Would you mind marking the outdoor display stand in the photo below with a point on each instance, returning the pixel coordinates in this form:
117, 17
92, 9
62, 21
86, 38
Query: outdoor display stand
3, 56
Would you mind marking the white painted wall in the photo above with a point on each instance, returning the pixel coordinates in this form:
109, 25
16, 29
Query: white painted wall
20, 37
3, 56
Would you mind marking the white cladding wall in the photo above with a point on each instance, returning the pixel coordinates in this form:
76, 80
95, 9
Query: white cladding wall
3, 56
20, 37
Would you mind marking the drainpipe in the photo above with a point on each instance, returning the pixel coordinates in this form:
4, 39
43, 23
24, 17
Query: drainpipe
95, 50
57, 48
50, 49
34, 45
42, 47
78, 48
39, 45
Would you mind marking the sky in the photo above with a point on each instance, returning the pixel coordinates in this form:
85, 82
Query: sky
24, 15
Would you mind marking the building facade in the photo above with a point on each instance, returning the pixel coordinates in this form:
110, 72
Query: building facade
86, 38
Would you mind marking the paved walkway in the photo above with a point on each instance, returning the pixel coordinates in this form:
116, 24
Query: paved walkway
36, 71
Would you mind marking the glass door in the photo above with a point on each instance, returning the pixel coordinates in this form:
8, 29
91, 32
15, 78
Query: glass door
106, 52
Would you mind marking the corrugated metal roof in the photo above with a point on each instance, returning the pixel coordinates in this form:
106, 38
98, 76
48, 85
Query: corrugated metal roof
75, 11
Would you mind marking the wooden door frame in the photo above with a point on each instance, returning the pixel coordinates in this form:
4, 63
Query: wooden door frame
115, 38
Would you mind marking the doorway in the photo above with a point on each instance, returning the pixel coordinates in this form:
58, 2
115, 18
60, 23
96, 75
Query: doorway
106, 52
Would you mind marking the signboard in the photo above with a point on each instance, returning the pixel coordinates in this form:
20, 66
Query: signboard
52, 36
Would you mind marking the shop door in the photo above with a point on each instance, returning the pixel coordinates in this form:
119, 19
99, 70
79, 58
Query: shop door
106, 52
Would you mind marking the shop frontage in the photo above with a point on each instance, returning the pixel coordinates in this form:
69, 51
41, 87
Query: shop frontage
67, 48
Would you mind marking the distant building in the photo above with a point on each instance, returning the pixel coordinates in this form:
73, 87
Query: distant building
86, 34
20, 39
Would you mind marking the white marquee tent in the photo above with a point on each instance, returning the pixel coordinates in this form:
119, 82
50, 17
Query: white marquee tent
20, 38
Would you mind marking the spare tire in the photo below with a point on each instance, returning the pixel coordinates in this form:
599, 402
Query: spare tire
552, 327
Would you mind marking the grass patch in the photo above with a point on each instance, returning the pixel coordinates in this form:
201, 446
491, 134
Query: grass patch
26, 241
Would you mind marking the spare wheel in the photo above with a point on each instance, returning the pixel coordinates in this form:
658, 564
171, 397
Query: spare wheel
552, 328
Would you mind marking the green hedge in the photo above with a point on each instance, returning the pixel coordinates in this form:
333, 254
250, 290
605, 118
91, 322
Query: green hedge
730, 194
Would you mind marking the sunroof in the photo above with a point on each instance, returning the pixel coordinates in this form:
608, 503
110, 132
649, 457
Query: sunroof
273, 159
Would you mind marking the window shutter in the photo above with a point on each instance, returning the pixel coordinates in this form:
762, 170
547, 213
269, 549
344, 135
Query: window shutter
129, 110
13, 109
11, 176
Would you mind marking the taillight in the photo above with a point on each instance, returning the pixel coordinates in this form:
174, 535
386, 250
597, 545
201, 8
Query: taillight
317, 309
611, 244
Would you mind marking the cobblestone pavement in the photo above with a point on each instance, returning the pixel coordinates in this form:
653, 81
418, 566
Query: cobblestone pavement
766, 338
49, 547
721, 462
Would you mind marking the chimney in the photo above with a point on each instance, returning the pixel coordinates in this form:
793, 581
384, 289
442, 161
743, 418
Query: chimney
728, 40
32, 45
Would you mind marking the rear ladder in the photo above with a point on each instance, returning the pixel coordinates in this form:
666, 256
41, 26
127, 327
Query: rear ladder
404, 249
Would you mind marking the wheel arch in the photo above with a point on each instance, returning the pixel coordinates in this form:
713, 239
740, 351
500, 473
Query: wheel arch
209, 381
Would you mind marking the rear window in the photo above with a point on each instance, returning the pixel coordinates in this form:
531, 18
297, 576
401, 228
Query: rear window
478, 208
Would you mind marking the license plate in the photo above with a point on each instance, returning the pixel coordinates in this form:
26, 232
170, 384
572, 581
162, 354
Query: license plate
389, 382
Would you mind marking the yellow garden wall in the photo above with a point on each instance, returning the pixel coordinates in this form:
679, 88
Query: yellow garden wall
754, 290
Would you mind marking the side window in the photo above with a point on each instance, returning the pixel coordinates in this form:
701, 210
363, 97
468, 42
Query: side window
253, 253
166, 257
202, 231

=====

Exercise aim —
Word for word, extract all the records.

Solution —
Would you mind marking the outdoor display stand in the photo below with a point on each instance, returning the pixel coordinates in this form:
117, 17
92, 9
62, 21
86, 38
Query: outdoor display stand
3, 56
Would you mind marking the white painted wall in the photo above with a point on each instance, returning the pixel coordinates in this form:
109, 25
16, 29
Query: white painted wall
20, 37
3, 56
Would you mind marking the white cladding wall in the photo above with a point on each instance, returning the pixel coordinates in this form:
76, 80
95, 9
Query: white cladding wall
3, 56
20, 37
Would you mind marking the drainpipe in the photo above with a point on each instance, returning the pixel coordinates in this form:
4, 39
43, 23
24, 17
Query: drainpipe
95, 50
57, 48
50, 49
34, 45
42, 47
78, 48
39, 45
Would you mind marking the sky in the photo above with a point on each instance, returning the pixel coordinates in this form:
85, 82
Query: sky
24, 15
Would you mind marking the building facade in the photo above with a point on each instance, returning the pixel coordinates in this form:
110, 72
Query: building facade
86, 38
Would you mind marking the paved walkway in the photo above with a point on each instance, returning the pixel coordinates in this form:
116, 24
Query: paved walkway
36, 71
Would you mind marking the glass door in the photo above with a point on each instance, returning the pixel coordinates in this form:
8, 29
91, 32
15, 78
Query: glass door
106, 52
Would you mind marking the corrugated metal roof in the photo above with a point on each instance, returning the pixel coordinates in this form:
106, 38
98, 76
48, 85
Query: corrugated metal roof
75, 11
Would you mind marking the wooden door frame in the photo above with a point on each instance, returning the pixel coordinates in this form:
4, 63
Query: wooden door frame
115, 38
Would you mind marking the doorway in the photo above with a point on each instance, returning the pixel coordinates in this form:
58, 2
115, 18
60, 23
96, 75
Query: doorway
106, 52
Would you mind marking the signboard in the photo above with a point on each instance, returning the pixel coordinates in this form:
20, 66
Query: signboard
52, 36
Would you mind marking the shop door in the photo above with a point on each instance, returning the pixel coordinates in this form:
119, 19
99, 70
79, 58
Query: shop door
106, 52
Would you mind marking the shop frontage in the photo above with a point on each instance, returning the pixel coordinates in this form:
69, 51
41, 87
Query: shop frontage
67, 48
Would you mind marking the distant building in the photo above with a point on each instance, returning the pixel coordinates in this form:
73, 87
Query: distant building
86, 34
20, 39
Would you mind marking the white marquee tent in the photo above with a point on each instance, returning the pixel coordinates in this form:
119, 82
50, 17
Query: white marquee tent
20, 38
Would you mind marking the spare tire in the photo below with a point on each instance, returning the pixel coordinates in this form:
599, 402
Query: spare tire
552, 327
Would you mind marking the grass patch in the photo above with a point on each instance, returning the pixel coordinates in this form:
201, 446
491, 134
Query: grass patch
26, 241
Would you mind marking the spare wheel in the photo above with a point on each instance, returning the pixel coordinates in this form:
658, 564
171, 397
Query: spare wheel
552, 328
Would you mind marking the green hedge in the photo above with a point on each instance, returning the pixel coordinates in this form:
333, 254
250, 290
605, 118
91, 322
Query: green hedge
730, 194
Would you mind marking the sunroof in the photo above with a point on each instance, returning the pixel coordinates in this form:
608, 503
110, 132
649, 457
Query: sunroof
273, 159
Would you mind marking the window shutter in the photo above with a point on each instance, returning the pixel coordinates in this form:
762, 170
547, 213
269, 549
344, 135
Query: window shutter
129, 110
13, 109
11, 176
Would you mind marking the taillight in the photo above with a point on each instance, returning the pixel coordinates in this form:
174, 535
386, 250
597, 545
201, 8
Query: taillight
317, 309
611, 244
Would you mind marking the cobblestone pavement in the photo above with a point on each instance, returning the pixel coordinates in this form:
653, 81
418, 566
Query: cobblestone pavement
766, 338
49, 547
721, 462
Would you mind marking the chimney in the photo above with a point on each instance, returning the pixel coordinates in this form:
793, 581
384, 289
442, 161
743, 418
Query: chimney
728, 40
32, 45
Would you mind marking the rear ladder in the photo above with a point on each instance, returning the pixel coordinates in this form:
666, 256
41, 26
127, 327
Query: rear ladder
404, 249
Would you mind marking the wheel arch in the photo above with a point on each instance, returning the pixel coordinates in this form:
713, 239
740, 351
500, 473
Query: wheel arch
209, 381
Would you mind marking the rear window in the photo above with a point on each instance, returning the pixel coordinates in this form:
531, 18
297, 576
401, 228
Query: rear window
478, 208
Would you mind marking the license plate in the photo above with a point on each instance, returning the pixel coordinates in this form:
26, 232
170, 384
572, 581
162, 354
Query: license plate
389, 382
Would you mind marking the yellow garden wall in the photo above with a point on each instance, returning the pixel coordinates in this form:
679, 88
Query: yellow garden wall
754, 290
Would you mind marking the side window in the photo above with a point on each instance, returning the pixel coordinates in this form:
701, 210
363, 97
468, 42
Query: side window
253, 253
166, 257
202, 231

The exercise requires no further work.